---------- Selected extract ----------

As I mentioned during class, I do not agree with proliferation at all and I definitely do not agree with the statement that all countries could benefit from getting nuclear weapons (Hugh Gusterson 1999, 133). Living so close to a country that does not play by the rules and prides itself with its latest nuclear missile tests, I have to say that there is absolutely no benefit at all in North Korea acquiring nuclear weapons. Neither the international community on the one side nor North Korea on the other benefit from that because North Korea isolates itself more and more from the world (after the last missile test even North Korea’s closest ally China started to distance itself from North Korea). The more North Korea isolates itself, the less are the chances for the international community to be able to negotiate with North Korea.

---------- Task inputs ----------

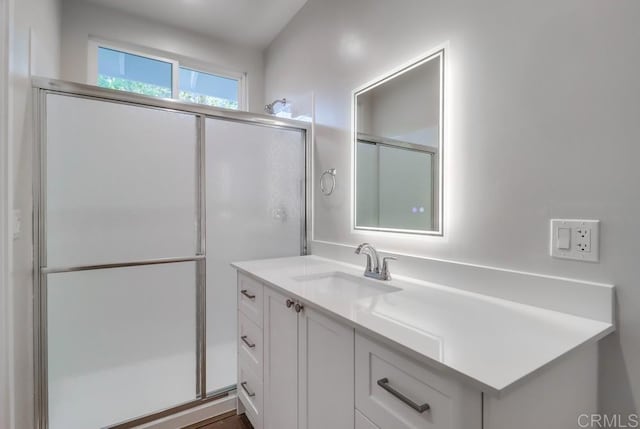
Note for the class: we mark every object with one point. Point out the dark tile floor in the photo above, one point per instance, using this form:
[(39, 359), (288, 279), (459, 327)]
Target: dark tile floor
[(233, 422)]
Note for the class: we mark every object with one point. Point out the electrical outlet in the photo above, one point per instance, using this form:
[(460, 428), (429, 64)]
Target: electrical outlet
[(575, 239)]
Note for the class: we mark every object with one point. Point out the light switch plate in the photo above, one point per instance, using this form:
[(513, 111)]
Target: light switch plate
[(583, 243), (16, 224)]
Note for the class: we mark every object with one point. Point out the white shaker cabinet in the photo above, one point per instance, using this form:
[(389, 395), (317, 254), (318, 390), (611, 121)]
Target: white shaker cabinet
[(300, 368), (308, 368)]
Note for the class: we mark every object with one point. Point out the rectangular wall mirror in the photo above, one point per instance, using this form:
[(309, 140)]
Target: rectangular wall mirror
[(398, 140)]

----------

- Problems to work on
[a] For each statement below, say whether it agrees with the passage on nuclear proliferation, answering yes or no and quoting the exact words of the passage that decide it: (i) the writer accepts that all countries could benefit from getting nuclear weapons; (ii) after the last missile test, China began to distance itself from North Korea; (iii) greater isolation of North Korea improves the international community's chances to negotiate with it.
[b] Quote the rows word for word, starting at the line that contains "out the white" and continuing through the final line of the rows.

- Answers to the tasks
[a]
(i) No: "I definitely do not agree with the statement that all countries could benefit from getting nuclear weapons"
(ii) Yes: "after the last missile test even North Korea’s closest ally China started to distance itself from North Korea"
(iii) No: "The more North Korea isolates itself, the less are the chances for the international community to be able to negotiate with North Korea."

[b]
Note for the class: we mark every object with one point. Point out the white shaker cabinet in the photo above, one point per instance, using this form:
[(389, 395), (317, 254), (318, 390), (611, 121)]
Target: white shaker cabinet
[(300, 368), (308, 368)]
Note for the class: we mark every object with one point. Point out the rectangular wall mirror in the photo above, one point per instance, using this form:
[(309, 140)]
Target: rectangular wall mirror
[(398, 140)]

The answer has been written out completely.